-- start Material provided --

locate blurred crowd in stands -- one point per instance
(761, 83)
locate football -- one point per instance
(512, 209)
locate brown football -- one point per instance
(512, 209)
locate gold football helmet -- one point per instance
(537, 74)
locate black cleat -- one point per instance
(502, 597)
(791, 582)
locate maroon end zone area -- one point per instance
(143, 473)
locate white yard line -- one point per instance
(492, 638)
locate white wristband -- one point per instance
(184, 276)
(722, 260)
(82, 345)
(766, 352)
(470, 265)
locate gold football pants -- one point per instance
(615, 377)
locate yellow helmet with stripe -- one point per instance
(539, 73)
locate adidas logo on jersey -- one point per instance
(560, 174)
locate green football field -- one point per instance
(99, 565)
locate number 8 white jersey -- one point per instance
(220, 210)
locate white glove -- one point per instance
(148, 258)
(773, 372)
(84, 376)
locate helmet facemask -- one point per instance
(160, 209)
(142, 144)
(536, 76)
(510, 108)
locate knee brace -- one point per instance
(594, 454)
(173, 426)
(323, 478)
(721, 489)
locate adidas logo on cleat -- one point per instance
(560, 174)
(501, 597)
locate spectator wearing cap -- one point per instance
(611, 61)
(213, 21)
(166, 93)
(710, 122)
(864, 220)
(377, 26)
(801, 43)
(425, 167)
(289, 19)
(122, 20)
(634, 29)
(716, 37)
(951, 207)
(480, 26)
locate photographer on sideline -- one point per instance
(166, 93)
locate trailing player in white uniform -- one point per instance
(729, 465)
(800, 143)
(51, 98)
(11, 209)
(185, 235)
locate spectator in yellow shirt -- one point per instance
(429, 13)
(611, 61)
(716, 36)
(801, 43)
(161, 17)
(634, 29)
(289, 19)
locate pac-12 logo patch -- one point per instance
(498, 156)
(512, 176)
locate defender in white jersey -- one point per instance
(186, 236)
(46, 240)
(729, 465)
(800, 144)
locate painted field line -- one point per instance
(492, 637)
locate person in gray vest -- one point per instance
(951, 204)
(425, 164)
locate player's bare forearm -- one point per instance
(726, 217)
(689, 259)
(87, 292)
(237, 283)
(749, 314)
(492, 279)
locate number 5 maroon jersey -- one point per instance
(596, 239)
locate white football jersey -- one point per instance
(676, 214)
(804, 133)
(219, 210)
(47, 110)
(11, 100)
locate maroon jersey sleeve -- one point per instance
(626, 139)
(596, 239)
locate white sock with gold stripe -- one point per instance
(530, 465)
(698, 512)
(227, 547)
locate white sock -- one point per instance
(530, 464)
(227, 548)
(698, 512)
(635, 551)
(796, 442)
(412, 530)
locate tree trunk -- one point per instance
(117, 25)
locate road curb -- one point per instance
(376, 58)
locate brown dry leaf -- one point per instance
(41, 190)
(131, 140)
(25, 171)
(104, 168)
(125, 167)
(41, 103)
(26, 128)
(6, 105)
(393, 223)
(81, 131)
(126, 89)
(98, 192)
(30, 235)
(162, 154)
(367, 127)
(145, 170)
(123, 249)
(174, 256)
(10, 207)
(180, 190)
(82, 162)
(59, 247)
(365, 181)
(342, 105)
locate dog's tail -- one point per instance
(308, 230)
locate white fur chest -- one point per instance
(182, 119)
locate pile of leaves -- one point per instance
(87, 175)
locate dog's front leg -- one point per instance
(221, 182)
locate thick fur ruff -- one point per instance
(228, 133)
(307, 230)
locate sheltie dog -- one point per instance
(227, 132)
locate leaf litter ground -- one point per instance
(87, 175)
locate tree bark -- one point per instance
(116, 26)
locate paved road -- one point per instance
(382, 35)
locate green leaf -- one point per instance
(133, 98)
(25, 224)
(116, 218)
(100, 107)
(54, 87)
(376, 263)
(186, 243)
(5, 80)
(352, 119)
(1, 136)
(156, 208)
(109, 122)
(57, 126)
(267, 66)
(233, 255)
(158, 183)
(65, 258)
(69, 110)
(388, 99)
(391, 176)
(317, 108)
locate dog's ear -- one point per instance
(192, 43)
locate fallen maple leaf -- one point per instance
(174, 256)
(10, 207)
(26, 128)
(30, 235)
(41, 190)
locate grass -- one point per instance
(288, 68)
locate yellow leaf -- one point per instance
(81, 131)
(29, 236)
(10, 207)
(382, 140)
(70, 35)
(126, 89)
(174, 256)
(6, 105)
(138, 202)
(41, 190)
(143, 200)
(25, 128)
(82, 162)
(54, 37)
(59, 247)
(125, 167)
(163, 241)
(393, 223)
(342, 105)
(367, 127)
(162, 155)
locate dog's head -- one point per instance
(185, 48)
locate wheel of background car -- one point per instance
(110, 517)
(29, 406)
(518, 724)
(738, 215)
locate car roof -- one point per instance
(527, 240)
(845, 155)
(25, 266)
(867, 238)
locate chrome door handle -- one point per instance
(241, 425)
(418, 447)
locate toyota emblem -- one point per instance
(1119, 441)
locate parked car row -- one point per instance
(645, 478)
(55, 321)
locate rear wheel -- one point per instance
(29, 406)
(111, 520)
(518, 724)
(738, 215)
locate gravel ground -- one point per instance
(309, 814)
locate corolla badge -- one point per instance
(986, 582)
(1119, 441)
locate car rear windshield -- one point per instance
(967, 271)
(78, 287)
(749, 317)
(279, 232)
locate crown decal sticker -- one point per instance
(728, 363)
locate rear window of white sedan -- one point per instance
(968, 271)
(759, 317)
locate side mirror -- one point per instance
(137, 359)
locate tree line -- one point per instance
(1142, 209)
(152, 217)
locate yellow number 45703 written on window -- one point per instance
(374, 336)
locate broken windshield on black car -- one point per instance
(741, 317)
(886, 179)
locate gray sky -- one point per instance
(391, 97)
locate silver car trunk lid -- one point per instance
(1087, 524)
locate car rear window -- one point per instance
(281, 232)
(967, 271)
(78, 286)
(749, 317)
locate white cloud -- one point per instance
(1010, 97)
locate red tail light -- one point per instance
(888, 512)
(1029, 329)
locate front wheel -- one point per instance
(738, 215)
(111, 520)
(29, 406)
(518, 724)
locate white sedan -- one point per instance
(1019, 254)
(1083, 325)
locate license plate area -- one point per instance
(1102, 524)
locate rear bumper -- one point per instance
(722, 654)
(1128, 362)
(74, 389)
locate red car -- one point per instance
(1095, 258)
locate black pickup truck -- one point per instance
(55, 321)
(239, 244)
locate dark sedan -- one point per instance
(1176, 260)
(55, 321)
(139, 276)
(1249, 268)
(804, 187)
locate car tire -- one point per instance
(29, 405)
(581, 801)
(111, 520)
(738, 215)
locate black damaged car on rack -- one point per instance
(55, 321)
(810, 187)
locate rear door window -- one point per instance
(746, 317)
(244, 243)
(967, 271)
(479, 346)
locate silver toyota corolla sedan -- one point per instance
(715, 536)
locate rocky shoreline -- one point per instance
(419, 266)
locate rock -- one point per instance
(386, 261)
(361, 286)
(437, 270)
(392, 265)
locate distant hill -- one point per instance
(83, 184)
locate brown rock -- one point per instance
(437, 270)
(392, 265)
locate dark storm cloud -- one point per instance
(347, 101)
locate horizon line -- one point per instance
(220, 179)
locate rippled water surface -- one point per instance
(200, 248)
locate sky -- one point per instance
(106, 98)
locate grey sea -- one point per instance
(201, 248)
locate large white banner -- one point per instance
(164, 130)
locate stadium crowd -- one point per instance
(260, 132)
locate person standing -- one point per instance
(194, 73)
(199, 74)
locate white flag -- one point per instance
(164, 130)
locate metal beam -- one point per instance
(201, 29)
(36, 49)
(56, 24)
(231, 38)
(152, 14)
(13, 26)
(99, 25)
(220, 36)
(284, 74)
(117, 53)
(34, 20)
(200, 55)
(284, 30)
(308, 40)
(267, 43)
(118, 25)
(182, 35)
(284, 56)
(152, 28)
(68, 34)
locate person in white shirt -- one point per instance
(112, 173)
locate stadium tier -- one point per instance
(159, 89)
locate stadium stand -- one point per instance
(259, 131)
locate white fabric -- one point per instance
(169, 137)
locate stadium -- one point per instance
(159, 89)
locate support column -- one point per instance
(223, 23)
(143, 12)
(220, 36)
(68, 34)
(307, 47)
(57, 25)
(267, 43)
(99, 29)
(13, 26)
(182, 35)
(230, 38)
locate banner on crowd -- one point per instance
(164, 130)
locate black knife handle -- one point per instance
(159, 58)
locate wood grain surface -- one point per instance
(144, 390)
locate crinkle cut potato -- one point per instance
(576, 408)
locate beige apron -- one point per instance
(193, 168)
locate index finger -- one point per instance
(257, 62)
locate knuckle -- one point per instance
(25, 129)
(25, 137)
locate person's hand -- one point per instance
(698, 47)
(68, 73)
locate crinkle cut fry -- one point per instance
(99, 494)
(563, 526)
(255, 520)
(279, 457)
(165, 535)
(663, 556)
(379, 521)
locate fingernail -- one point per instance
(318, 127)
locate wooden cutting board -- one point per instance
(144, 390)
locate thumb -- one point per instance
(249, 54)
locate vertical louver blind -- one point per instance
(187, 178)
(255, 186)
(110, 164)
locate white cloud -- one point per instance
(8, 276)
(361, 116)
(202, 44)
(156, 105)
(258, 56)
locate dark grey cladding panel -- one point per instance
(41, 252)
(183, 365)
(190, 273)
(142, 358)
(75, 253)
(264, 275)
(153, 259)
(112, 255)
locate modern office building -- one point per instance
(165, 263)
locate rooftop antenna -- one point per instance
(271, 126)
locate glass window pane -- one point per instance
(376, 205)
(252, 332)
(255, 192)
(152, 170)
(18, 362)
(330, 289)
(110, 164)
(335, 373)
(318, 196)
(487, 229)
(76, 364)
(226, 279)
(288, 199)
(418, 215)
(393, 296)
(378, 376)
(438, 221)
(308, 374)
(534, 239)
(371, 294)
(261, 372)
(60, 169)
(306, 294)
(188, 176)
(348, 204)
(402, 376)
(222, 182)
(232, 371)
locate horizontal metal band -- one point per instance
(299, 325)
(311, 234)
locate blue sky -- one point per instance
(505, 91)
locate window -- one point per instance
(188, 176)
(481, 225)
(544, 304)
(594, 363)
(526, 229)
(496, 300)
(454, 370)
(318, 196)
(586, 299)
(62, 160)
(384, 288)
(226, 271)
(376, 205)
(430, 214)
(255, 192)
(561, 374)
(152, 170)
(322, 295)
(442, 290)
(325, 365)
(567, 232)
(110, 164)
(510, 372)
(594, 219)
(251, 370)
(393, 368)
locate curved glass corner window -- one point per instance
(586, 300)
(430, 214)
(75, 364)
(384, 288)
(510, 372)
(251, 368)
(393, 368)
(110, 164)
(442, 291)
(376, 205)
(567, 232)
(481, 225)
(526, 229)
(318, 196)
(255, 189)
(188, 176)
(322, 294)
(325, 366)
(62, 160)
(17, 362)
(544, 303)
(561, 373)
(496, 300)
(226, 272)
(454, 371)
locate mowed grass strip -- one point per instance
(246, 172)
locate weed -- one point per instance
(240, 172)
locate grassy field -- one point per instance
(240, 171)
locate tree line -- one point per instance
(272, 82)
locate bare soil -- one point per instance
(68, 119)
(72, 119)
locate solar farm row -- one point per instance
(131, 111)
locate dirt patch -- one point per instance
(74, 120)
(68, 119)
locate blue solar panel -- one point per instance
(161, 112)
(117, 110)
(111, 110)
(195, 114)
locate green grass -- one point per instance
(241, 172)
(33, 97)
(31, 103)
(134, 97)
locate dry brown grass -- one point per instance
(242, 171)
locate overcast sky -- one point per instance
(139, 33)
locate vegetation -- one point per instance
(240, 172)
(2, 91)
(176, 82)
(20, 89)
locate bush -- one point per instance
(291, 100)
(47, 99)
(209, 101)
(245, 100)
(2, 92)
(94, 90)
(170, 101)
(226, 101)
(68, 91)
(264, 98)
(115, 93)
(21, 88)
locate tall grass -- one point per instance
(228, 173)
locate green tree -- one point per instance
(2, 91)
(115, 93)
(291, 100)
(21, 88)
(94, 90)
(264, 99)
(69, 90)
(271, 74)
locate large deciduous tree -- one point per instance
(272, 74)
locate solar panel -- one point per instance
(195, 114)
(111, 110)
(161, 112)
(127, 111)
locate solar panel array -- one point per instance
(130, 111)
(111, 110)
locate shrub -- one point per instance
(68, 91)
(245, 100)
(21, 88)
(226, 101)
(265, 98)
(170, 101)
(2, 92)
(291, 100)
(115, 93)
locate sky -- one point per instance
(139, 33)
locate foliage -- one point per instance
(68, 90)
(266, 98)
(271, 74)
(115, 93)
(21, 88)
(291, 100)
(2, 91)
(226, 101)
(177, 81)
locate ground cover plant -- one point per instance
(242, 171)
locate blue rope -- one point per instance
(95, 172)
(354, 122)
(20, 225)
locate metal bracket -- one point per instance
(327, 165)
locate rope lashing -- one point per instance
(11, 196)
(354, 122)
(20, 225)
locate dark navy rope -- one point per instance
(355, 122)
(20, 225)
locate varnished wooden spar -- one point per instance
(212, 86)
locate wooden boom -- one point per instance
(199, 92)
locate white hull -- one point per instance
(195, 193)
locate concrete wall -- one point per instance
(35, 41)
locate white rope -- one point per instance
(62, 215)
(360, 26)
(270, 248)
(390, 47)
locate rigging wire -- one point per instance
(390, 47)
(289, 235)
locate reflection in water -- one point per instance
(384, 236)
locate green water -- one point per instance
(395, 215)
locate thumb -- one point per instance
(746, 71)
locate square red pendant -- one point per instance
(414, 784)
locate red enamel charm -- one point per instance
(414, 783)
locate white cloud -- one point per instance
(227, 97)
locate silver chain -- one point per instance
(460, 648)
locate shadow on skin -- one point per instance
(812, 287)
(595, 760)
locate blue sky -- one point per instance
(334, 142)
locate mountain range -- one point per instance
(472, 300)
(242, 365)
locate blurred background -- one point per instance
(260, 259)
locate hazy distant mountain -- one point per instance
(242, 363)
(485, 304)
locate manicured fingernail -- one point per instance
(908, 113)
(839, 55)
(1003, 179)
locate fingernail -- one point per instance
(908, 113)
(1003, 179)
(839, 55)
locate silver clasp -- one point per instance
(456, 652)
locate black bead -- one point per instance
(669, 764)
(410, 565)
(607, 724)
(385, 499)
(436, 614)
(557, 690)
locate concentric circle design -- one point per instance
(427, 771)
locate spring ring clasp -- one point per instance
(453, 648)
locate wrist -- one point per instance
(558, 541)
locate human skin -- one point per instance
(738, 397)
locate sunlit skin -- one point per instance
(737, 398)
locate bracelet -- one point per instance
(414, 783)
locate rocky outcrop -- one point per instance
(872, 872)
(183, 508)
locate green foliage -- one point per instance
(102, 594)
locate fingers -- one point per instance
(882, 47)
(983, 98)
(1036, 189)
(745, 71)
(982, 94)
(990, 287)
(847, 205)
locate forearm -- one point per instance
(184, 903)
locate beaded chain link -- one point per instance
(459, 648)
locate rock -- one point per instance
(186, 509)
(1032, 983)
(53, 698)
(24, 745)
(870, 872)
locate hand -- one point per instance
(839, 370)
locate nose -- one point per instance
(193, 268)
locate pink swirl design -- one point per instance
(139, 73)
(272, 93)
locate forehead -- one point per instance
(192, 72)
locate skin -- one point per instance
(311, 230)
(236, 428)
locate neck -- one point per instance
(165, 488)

-- end Material provided --

• [Aim]:
Please put the lines of the items, starting at the line that contains "locate hand -- one point per instance" and ending at the final line of the items (both included), into a Markdown table with the columns Row and Line, and leave out any blank lines.

• [Reply]:
| Row | Line |
|---|---|
| 1 | locate hand -- one point per instance |
| 2 | (839, 370) |
| 3 | locate nose -- one point per instance |
| 4 | (193, 268) |
| 5 | locate pink swirl design -- one point per instance |
| 6 | (139, 73) |
| 7 | (272, 93) |
| 8 | locate forehead -- one point per instance |
| 9 | (192, 72) |
| 10 | locate skin -- one point per instance |
| 11 | (311, 230) |
| 12 | (236, 428) |
| 13 | locate neck -- one point per instance |
| 14 | (165, 488) |